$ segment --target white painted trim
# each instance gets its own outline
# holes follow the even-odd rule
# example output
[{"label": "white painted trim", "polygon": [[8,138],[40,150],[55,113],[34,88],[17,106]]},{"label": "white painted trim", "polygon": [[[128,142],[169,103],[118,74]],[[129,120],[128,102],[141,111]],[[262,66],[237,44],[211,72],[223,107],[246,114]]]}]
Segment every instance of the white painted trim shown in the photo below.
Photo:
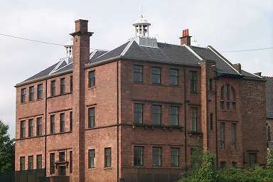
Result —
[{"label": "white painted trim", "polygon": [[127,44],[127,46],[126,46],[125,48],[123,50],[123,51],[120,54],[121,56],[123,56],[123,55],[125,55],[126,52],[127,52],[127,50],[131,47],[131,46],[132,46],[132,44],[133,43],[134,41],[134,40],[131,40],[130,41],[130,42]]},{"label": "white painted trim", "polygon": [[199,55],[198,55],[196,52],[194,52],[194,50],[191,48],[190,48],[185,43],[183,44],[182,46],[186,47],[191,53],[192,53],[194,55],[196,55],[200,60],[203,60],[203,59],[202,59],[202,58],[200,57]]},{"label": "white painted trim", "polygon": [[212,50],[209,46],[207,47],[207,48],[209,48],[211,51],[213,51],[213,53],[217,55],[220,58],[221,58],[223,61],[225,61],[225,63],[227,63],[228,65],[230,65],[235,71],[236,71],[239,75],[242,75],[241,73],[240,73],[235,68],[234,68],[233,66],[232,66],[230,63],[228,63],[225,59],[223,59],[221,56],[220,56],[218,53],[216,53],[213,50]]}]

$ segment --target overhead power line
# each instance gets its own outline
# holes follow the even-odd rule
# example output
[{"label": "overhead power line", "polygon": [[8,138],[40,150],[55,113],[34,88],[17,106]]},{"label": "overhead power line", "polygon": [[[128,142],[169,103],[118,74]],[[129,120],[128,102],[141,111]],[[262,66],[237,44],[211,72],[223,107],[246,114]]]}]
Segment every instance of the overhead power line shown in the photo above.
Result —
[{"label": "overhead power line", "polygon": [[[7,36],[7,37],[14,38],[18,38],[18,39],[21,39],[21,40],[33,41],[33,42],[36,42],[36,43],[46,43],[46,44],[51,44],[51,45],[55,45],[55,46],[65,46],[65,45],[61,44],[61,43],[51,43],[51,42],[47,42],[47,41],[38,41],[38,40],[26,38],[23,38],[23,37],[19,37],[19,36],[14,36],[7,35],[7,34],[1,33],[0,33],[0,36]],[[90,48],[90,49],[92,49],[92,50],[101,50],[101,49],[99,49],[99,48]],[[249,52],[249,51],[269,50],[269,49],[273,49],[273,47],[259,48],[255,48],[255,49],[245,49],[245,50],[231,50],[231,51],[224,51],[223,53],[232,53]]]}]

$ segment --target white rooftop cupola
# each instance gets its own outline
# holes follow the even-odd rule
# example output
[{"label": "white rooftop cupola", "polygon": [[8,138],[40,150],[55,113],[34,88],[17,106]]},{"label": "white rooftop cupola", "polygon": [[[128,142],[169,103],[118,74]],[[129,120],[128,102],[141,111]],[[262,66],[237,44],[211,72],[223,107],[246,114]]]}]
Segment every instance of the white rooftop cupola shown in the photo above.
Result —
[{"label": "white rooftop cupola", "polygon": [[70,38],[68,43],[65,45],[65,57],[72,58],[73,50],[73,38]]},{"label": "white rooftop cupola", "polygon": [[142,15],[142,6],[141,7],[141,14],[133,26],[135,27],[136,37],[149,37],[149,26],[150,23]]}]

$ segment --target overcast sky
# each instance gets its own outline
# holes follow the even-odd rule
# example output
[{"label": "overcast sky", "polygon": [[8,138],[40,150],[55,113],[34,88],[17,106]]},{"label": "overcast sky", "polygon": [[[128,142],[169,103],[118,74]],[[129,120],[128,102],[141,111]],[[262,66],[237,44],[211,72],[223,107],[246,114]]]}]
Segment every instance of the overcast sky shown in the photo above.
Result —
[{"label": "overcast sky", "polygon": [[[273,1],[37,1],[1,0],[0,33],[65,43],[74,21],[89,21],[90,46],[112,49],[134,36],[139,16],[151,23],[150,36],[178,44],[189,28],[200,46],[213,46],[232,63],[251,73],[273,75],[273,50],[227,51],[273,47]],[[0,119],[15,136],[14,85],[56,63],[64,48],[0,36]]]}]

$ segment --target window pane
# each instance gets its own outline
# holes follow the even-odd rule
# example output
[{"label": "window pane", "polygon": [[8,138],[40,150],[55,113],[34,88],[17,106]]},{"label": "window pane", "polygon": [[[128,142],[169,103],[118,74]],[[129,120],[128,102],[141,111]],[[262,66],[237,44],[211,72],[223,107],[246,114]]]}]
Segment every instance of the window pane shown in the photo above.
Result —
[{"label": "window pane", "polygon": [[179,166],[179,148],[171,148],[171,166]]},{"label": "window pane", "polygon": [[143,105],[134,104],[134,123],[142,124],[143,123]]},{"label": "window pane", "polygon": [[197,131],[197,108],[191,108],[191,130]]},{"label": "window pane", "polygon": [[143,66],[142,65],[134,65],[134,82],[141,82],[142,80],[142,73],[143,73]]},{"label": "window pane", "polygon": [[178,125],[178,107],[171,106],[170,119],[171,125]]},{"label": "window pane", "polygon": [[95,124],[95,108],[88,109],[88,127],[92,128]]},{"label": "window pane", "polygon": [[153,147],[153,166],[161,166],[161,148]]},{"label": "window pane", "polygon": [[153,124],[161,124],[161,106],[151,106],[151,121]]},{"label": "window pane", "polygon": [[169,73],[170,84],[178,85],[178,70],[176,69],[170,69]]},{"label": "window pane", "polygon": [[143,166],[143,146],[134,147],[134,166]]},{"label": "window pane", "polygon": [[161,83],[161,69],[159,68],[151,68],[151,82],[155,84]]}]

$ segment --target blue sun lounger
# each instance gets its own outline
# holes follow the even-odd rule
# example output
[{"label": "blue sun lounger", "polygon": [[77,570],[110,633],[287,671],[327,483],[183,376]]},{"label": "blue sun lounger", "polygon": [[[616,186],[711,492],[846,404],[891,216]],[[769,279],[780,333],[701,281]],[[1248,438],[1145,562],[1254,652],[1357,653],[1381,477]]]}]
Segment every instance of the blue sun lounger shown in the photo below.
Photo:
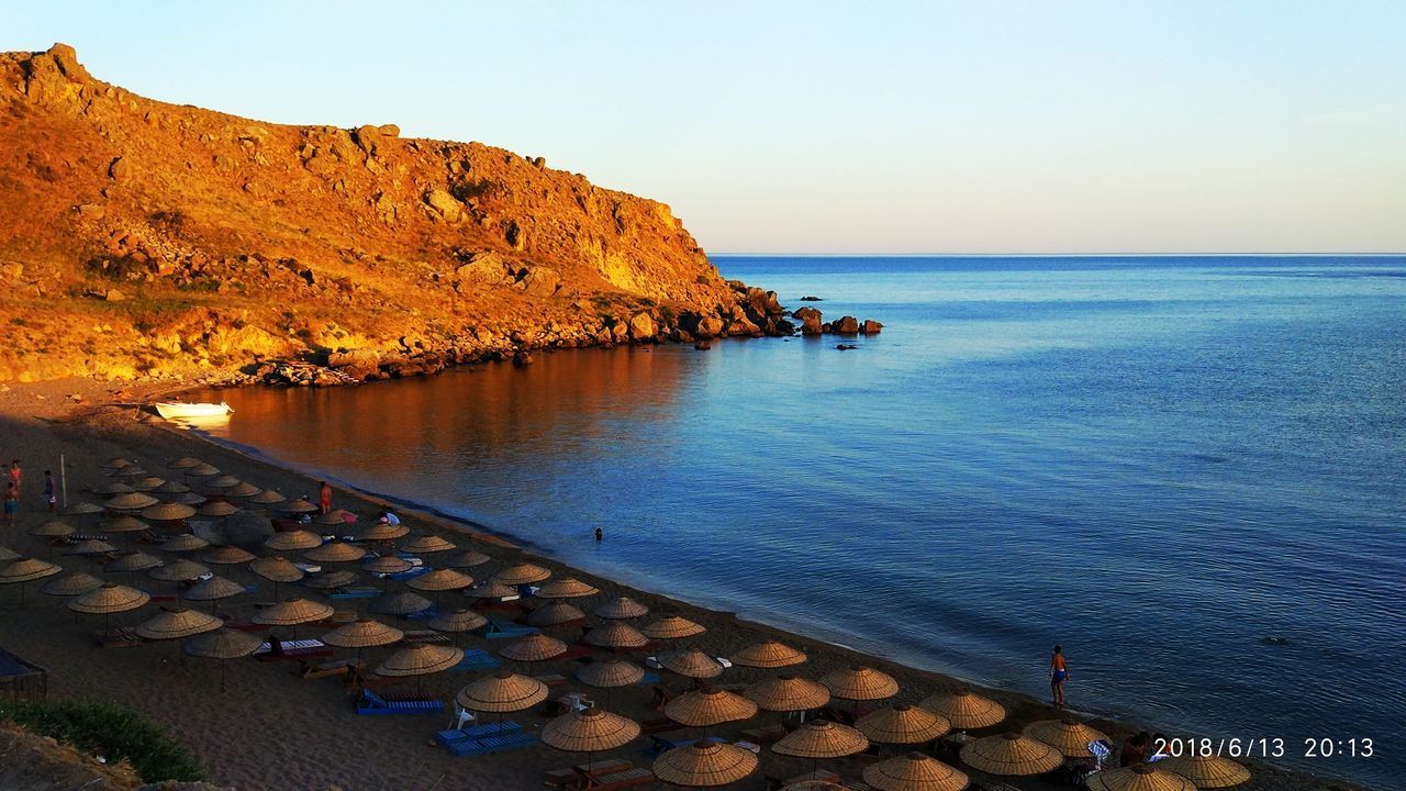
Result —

_ _ _ _

Return all of the items above verbatim, line for line, leaving out the pictures.

Correct result:
$ segment --target white painted trim
# each instance gets its own outline
# holes follow the even-odd rule
# example output
[{"label": "white painted trim", "polygon": [[8,138],[40,150],[55,113],[34,88],[17,106]]},{"label": "white painted trim", "polygon": [[[128,142],[169,103],[118,74]],[[129,120],[128,102],[141,111]],[[262,66],[237,44],[211,72],[223,107],[246,114]]]}]
Segment every instance of the white painted trim shown in the photo below.
Photo:
Result —
[{"label": "white painted trim", "polygon": [[127,44],[127,46],[126,46],[125,48],[123,50],[123,51],[120,54],[121,56],[123,56],[123,55],[125,55],[126,52],[127,52],[127,50],[131,47],[131,46],[132,46],[132,44],[133,43],[134,41],[134,40],[131,40],[130,41],[130,42]]},{"label": "white painted trim", "polygon": [[199,55],[198,55],[196,52],[194,52],[194,50],[191,48],[190,48],[185,43],[183,44],[182,46],[186,47],[191,53],[192,53],[194,55],[196,55],[200,60],[203,60],[203,59],[202,59],[202,58],[200,57]]},{"label": "white painted trim", "polygon": [[212,50],[209,46],[207,47],[207,48],[209,48],[211,51],[213,51],[213,53],[217,55],[220,58],[221,58],[223,61],[225,61],[225,63],[227,63],[228,65],[230,65],[235,71],[236,71],[239,75],[242,75],[241,73],[240,73],[235,68],[234,68],[233,66],[232,66],[230,63],[228,63],[225,59],[223,59],[221,56],[220,56],[218,53],[216,53],[213,50]]}]

$ segment --target overhead power line
# each instance gets its own outline
# holes follow the even-odd rule
# example output
[{"label": "overhead power line", "polygon": [[8,138],[40,150],[55,113],[34,88],[17,106]]},{"label": "overhead power line", "polygon": [[[128,142],[169,103],[118,74]],[[129,120],[128,102],[141,111]],[[262,66],[237,44],[211,72],[223,107],[246,114]]]}]
Segment every instance of the overhead power line shown in the photo above.
Result —
[{"label": "overhead power line", "polygon": [[[7,36],[7,37],[14,38],[18,38],[18,39],[21,39],[21,40],[33,41],[33,42],[36,42],[36,43],[46,43],[46,44],[51,44],[51,45],[55,45],[55,46],[65,46],[65,45],[61,44],[61,43],[51,43],[51,42],[47,42],[47,41],[38,41],[38,40],[26,38],[23,38],[23,37],[19,37],[19,36],[14,36],[7,35],[7,34],[1,33],[0,33],[0,36]],[[90,48],[90,49],[92,49],[92,50],[101,50],[101,49],[99,49],[99,48]],[[249,52],[249,51],[269,50],[269,49],[273,49],[273,47],[259,48],[255,48],[255,49],[245,49],[245,50],[231,50],[231,51],[224,51],[223,53],[232,53]]]}]

$ segment --target white rooftop cupola
# each instance gets its own outline
# holes follow the even-odd rule
# example output
[{"label": "white rooftop cupola", "polygon": [[8,138],[40,150],[55,113],[34,88],[17,106]]},{"label": "white rooftop cupola", "polygon": [[[128,142],[169,103],[118,74]],[[129,120],[128,102],[141,111]],[[262,66],[237,44],[211,72],[223,107],[246,114]]]}]
Segment every instance of the white rooftop cupola shown in the photo above.
Result —
[{"label": "white rooftop cupola", "polygon": [[70,38],[68,43],[65,45],[65,57],[72,58],[73,50],[73,38]]},{"label": "white rooftop cupola", "polygon": [[142,15],[142,6],[141,7],[141,14],[133,26],[135,27],[136,37],[149,37],[149,26],[150,23]]}]

$ segment --target overcast sky
# each instance gets its own outline
# holes follow the even-odd rule
# example output
[{"label": "overcast sky", "polygon": [[8,138],[40,150],[55,113],[34,88],[17,106]]},{"label": "overcast sky", "polygon": [[[128,142],[169,103],[118,74]],[[129,120],[128,102],[141,111]],[[262,66],[237,44],[211,72],[223,107],[246,114]]]}]
Segment every instance of the overcast sky shown in the photo above.
Result —
[{"label": "overcast sky", "polygon": [[[273,1],[37,1],[1,0],[0,33],[65,43],[74,21],[89,21],[90,46],[112,49],[134,36],[139,16],[151,23],[150,36],[178,44],[189,28],[200,46],[213,46],[232,63],[251,73],[273,75],[273,50],[227,51],[273,47]],[[0,119],[15,136],[14,85],[56,63],[64,48],[0,36]]]}]

$ segment --target window pane
# each instance gets its own outline
# holes follow the even-odd rule
# example output
[{"label": "window pane", "polygon": [[8,138],[40,150],[55,113],[34,88],[17,106]]},{"label": "window pane", "polygon": [[[128,142],[169,103],[118,74]],[[129,120],[128,102],[141,111]],[[262,66],[237,44],[211,72],[223,107],[246,114]]]}]
Segment every instance of the window pane shown in the photo above.
Result —
[{"label": "window pane", "polygon": [[179,166],[179,148],[171,148],[171,166]]},{"label": "window pane", "polygon": [[143,105],[134,104],[134,123],[142,124],[143,123]]},{"label": "window pane", "polygon": [[197,131],[197,108],[191,108],[191,130]]},{"label": "window pane", "polygon": [[143,66],[142,65],[134,65],[134,82],[141,82],[142,80],[142,73],[143,73]]},{"label": "window pane", "polygon": [[178,125],[178,107],[171,106],[170,119],[171,125]]},{"label": "window pane", "polygon": [[95,124],[95,108],[88,109],[88,127],[92,128]]},{"label": "window pane", "polygon": [[153,147],[153,166],[161,166],[161,148]]},{"label": "window pane", "polygon": [[153,124],[161,124],[161,106],[151,106],[151,121]]},{"label": "window pane", "polygon": [[169,73],[170,84],[178,85],[178,70],[176,69],[170,69]]},{"label": "window pane", "polygon": [[143,166],[143,146],[134,147],[134,166]]},{"label": "window pane", "polygon": [[161,83],[161,69],[159,68],[151,68],[151,82],[155,84]]}]

$ segment --target blue sun lounger
# each instance gets its own outline
# holes follow the even-odd rule
# example output
[{"label": "blue sun lounger", "polygon": [[77,570],[110,633],[287,671],[327,483],[183,376]]},{"label": "blue sun lounger", "polygon": [[[616,186],[711,492],[846,404],[891,216]],[[769,279],[780,333],[701,281]],[[1248,438],[1145,562],[1254,652],[1357,653],[1381,477]]]}]
Segment every instance of the blue sun lounger shown in the photo below.
Photo:
Result —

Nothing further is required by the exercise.